- **TEXTO DE ORIGEM**:
◆ ◆ ◆ ◆ ◆ ◆ ◆

O Século XX e a Nuvem de Oort


Introdução


Foto do cometa Halley em 1910 tirada no observatório de Lowell, Flagstaff, Arizona. Cortesia de Lowell Observatory/NOAO/AURA/NSF.
O século XX caracteriza-se por uma actividade científica muito mais massificada e profissional. A Astrofísica e, em particular, a ciência relacionada com cometas não ficou alheia a esses desenvolvimentos. Os avanços tecnológicos na espectroscopia permitiram conhecer a constituição e processos físico-químicos que ocorrem nos cometas. Deram-se desenvolvimentos paralelos no tempo em várias direcções e os anos de 1950 e 1951 foram, sem dúvida, cruciais. Formularam-se, nesse curto período, três ideias fundamentais: o modelo do conglomerado gelado ou “dirty snowball” do núcleo, de Whipple; a identificação a partir de estudos de cinemática da existência de um reservatório de cometas de período longo – a nuvem de Oort; uma explicação do movimento das caudas iónicas dos cometas devido à interacção com o vento solar, dada por Biermann. É interessante que nenhuma dessas ideias resulte directamente de novas evidências observacionais e que partes importantes destas já tinham sido propostas.

É, também, a partir dessa altura que emerge a ideia moderna dos cometas como objectos muito antigos do Sistema Solar constituídos por gelos e poeiras primordiais, geralmente em órbitas instáveis. Nos seus núcleos encontra-se a matéria original do Sistema Solar. A pequena massa de um cometa permite que os gases libertados modifiquem a sua trajectória. A sua fragilidade infere-se das fracturas observadas na sua superfície e o tempo de vida que passam afastados do Sol, preserva o seu material praticamente inalterado térmica e geologicamente, pelo menos na parte mais interior do núcleo. O estudo da evolução dinâmica dos cometas beneficiou do desenvolvimento das tecnologias informáticas que permitem fazer simulações numéricas da evolução orbital resultante dos repetidos encontros periódicos com Júpiter e com os outros planetas. Também revolucionou o trabalho da determinação das órbitas e ligação a aparecimentos passados, para cometas observados, assim como a preparação de efemérides para prever aparecimentos, mesmo para cometas de período longo há muito perdidos.

◆ ◆ ◆ ◆ ◆ ◆ ◆

- **ITENS FORNECIDOS**:
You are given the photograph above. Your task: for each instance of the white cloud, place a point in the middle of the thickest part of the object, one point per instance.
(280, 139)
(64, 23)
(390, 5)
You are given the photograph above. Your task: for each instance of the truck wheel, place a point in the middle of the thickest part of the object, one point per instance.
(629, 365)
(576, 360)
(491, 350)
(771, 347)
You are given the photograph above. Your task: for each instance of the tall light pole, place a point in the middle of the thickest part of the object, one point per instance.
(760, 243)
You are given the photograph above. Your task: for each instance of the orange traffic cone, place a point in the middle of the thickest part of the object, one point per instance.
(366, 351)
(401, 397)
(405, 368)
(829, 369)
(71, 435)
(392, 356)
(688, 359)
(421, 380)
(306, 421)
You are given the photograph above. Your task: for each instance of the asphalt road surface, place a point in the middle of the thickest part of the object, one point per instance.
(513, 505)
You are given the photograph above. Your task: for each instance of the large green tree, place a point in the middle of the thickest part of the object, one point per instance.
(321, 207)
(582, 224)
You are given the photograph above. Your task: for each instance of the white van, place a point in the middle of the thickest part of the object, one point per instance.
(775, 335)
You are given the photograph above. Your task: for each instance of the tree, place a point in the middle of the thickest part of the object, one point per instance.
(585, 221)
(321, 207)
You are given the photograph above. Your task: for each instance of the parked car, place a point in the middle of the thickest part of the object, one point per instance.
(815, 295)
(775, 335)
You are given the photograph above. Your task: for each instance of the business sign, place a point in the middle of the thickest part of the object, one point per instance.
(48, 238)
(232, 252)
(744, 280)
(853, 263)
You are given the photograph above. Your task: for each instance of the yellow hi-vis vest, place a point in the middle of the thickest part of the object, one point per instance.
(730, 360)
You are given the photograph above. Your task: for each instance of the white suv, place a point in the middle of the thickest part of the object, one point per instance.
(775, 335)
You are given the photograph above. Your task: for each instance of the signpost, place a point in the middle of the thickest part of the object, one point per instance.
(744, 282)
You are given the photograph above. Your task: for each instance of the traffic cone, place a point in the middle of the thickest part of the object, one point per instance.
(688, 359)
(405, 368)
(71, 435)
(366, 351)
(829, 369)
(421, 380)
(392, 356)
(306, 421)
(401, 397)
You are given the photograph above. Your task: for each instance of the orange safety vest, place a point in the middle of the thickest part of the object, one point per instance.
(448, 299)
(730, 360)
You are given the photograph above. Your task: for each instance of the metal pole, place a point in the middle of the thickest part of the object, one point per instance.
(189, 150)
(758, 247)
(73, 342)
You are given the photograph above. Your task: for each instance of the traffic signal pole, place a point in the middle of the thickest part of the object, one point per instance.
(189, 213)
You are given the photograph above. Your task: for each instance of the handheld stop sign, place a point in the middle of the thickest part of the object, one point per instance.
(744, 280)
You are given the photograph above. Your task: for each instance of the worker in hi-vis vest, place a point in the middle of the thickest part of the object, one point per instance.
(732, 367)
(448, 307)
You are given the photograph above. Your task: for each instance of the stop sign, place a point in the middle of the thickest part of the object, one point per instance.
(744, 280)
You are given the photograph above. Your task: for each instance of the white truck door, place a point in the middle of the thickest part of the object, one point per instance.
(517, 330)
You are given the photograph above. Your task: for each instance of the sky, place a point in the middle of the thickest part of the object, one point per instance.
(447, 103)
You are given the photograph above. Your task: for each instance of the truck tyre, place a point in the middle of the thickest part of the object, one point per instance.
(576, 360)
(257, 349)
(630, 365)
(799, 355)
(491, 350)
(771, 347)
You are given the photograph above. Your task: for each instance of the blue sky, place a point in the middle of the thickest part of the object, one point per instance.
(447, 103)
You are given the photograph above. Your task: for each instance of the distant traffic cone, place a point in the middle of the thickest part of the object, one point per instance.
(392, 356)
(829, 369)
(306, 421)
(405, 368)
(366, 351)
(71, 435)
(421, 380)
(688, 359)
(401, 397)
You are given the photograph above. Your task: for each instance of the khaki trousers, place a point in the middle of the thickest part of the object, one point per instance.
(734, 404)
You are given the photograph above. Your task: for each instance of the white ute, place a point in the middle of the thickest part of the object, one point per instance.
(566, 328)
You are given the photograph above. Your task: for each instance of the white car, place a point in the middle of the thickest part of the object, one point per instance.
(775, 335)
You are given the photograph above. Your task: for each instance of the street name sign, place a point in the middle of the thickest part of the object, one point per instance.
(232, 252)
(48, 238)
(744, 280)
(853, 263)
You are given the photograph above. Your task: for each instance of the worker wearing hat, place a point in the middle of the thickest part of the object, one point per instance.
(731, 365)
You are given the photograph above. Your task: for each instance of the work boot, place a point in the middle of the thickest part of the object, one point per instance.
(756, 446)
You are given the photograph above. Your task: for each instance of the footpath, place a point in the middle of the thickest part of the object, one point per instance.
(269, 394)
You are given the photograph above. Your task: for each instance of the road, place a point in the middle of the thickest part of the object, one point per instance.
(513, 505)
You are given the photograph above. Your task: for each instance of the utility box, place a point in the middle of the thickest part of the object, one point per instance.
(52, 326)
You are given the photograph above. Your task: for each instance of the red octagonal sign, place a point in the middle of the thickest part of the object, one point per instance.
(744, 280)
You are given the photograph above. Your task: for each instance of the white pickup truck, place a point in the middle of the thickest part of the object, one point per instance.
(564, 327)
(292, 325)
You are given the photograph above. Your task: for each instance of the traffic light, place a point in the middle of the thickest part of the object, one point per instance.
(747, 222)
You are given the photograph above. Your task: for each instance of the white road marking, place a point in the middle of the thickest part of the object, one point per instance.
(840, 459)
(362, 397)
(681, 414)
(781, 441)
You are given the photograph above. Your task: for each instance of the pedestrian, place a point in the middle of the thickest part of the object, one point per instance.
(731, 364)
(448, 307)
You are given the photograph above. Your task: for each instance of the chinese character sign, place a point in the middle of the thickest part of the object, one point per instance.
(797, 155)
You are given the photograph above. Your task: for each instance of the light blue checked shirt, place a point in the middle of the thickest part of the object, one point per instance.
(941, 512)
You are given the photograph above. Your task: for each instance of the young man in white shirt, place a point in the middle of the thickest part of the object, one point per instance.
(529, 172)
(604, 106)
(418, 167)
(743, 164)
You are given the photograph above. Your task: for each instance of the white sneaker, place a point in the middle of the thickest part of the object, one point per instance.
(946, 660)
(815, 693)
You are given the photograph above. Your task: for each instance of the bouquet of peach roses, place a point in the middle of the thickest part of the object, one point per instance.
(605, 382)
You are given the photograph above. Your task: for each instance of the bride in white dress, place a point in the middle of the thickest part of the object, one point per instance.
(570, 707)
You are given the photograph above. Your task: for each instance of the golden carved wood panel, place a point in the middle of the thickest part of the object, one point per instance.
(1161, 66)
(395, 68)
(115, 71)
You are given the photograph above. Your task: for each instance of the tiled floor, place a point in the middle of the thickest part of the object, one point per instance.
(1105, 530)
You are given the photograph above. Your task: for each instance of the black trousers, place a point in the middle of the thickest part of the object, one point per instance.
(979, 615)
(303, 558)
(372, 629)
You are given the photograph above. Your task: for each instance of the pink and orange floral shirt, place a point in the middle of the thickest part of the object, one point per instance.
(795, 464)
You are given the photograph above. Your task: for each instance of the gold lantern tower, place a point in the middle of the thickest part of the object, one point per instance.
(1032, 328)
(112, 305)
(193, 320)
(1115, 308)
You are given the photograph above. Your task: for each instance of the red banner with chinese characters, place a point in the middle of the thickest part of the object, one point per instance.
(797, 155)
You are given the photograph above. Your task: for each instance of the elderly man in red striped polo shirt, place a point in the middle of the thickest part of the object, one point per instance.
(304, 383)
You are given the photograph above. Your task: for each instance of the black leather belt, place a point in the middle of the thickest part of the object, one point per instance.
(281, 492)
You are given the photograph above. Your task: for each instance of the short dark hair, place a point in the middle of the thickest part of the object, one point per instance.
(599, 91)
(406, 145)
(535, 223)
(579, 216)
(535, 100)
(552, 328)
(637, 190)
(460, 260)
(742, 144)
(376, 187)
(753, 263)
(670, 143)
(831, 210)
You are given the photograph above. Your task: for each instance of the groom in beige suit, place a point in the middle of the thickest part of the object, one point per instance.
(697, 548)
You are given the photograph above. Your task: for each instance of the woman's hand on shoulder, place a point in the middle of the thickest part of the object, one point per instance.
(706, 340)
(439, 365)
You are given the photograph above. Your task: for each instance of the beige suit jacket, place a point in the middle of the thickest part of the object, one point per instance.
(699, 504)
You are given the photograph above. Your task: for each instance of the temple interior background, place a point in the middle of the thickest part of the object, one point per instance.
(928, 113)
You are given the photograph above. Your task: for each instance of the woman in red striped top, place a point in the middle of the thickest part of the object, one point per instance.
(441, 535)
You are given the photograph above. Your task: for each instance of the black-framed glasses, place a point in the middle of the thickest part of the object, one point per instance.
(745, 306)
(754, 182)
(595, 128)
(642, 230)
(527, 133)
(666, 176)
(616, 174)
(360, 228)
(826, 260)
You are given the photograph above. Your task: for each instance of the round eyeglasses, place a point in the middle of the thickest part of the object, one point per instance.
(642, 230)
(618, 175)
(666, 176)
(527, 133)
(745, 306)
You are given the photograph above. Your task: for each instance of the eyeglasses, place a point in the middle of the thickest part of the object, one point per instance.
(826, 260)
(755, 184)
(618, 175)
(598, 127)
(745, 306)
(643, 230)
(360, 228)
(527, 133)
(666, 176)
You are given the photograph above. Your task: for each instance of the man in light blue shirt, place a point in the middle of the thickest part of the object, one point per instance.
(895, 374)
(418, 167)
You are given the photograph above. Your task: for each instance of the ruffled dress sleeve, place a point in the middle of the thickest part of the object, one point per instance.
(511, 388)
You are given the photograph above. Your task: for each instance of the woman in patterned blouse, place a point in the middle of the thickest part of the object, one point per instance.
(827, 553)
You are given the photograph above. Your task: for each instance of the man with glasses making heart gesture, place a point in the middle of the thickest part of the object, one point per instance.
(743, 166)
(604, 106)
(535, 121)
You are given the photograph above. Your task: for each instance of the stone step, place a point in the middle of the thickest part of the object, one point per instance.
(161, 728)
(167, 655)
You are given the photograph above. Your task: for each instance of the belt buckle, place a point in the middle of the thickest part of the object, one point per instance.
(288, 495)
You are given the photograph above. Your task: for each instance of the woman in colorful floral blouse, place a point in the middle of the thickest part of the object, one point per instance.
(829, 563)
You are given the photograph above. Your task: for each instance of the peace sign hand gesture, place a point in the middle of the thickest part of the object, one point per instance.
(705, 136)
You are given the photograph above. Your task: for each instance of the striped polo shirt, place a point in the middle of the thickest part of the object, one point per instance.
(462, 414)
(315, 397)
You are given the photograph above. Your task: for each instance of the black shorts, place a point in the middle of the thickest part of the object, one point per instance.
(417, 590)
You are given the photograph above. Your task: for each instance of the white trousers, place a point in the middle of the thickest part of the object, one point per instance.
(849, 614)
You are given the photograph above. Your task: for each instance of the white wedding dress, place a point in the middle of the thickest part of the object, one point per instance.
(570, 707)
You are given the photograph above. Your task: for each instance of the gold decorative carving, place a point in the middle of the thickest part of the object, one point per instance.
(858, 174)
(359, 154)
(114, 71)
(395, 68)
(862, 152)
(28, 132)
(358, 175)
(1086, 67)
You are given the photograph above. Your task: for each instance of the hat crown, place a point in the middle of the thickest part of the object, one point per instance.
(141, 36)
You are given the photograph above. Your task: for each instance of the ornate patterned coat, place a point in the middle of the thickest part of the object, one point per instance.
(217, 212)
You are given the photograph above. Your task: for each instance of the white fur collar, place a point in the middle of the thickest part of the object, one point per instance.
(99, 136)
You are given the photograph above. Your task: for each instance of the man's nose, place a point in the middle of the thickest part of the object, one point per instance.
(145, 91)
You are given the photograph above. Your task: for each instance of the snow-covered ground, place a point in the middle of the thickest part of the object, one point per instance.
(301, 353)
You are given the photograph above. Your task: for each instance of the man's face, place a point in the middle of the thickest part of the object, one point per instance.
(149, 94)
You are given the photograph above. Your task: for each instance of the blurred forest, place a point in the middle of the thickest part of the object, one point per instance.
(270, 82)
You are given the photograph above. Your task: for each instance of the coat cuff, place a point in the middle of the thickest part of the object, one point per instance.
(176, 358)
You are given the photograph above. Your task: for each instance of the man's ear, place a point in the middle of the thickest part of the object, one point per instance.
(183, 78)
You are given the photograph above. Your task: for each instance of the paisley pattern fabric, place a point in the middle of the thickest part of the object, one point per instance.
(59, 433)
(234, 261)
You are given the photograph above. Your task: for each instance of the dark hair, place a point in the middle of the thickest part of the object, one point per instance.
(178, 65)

◆ ◆ ◆ ◆ ◆ ◆ ◆

- **EXERCÍCIOS PROPOSTOS**:
a) Responda, com base no texto sobre os cometas no século XX, às perguntas seguintes:
(i) Que anos são apontados como cruciais?
(ii) A quem se deve o modelo do conglomerado gelado do núcleo?
(iii) O que permite que os gases libertados modifiquem a trajectória de um cometa?
b) Resuma em duas frases o texto sobre os cometas no século XX.
c) Retome o texto sobre os cometas no século XX e dê-lhe continuação a partir do ponto em que termina.

- **RESPOSTAS DO EXERCÍCIO**:
a)
(i) Os anos de 1950 e 1951.
(ii) A Whipple.
(iii) A pequena massa do cometa.

b) No século XX, a ciência dos cometas tornou-se mais massificada e profissional, e em 1950 e 1951 formularam-se três ideias fundamentais: o modelo do conglomerado gelado de Whipple, a nuvem de Oort como reservatório de cometas de período longo e a explicação de Biermann para o movimento das caudas iónicas pela interacção com o vento solar. A partir daí, os cometas passaram a ser vistos como objectos muito antigos do Sistema Solar, constituídos por gelos e poeiras primordiais, e o estudo da sua evolução dinâmica beneficiou das simulações numéricas feitas por computador.

c)
O Século XX

Em 1900, os físicos Lebedev (1866-1912), Nichols (1869-1924) e Hull (1870-1956) demonstram em laboratório a existência da pressão da luz sobre minúsculas partículas dando consistência à ideia do século XVII, de Kepler, de que a pressão da luz solar podia contribuir para a formação das caudas dos cometas. Desenvolvem-se teorias tomando em consideração as observações. Estabelece-se que as caudas podem formar-se devido à acção de três possíveis forças que se exercem sobre a matéria presente na coma: a força de atracção do Sol; uma força resultante do bombardeamento de partículas provenientes do Sol – o vento solar, sugerida por Lodge (1851-1940); e uma pressão exercida pela radiação solar que empurra as partículas mais leves na direcção oposta à do Sol, proposta por Arrehenius (1859-1927). Arrehenius propõe, em 1900, que essa força repulsiva actua, em particular, sobre as poeiras expelidas pelos cometas. Karl Schwarzschild (1873-1916) desenvolveu essa teoria no ano seguinte que, depois, foi estendida a moléculas por Peter Debye (1884-1966), em 1909.

No reaparecimento do Halley, de 1910, foi registado o mais curto período entre o periélio de 1835 e o de 1910: 74,4 anos. A passagem no pariélio ocorre 2.8 dias antes do previsto nos cálculos. Pela primeira vez usa-se a emulsão fotográfica para estudar o astro. Schwarzschild e Kron, estudam, em 1911, a distribuição de intensidade da luz nas caudas rectilíneas do cometa Halley e sugerem que a emissão podia explicar-se pelo efeito da absorção da luz solar, seguido de re-emissão, ou seja, por fluorescência.

Os Modelos para o Núcleo

Bessel já tinha postulado, em 1836, que a ejecção de material em direcção ao Sol mudava, de algum modo, de sentido, para a direcção anti-solar devido a alguma força repulsiva desconhecida. Fiodr Bredikhin (1831-1904) desenvolveu, em 1903, esta interpretação no modelo mecânico de Bessel-Bredikhin que permaneceu em utilização até aos anos cinquenta.

Sir Arthur Eddington (1882-1944) introduz, em 1910, o Fountain Model ou “Modelo da Fonte” de ejecção de partículas, no qual as parábolas que eram observadas na cabeça de alguns cometas, representam os invólucros exteriores das trajectórias das partículas emitidas a partir do hemisfério do núcleo virado para o Sol ou de superfícies de elevada densidade de matéria. A densidade e estrutura do núcleo e dos próprios cometas permanecia um mistério. Na realidade, nunca aparecera nenhuma silhueta escura de um cometa em frente ao disco solar. Nunca foram observados trânsitos e, por isso, não era possível determinar, por este processo, qualquer espessura óptica para estes corpos.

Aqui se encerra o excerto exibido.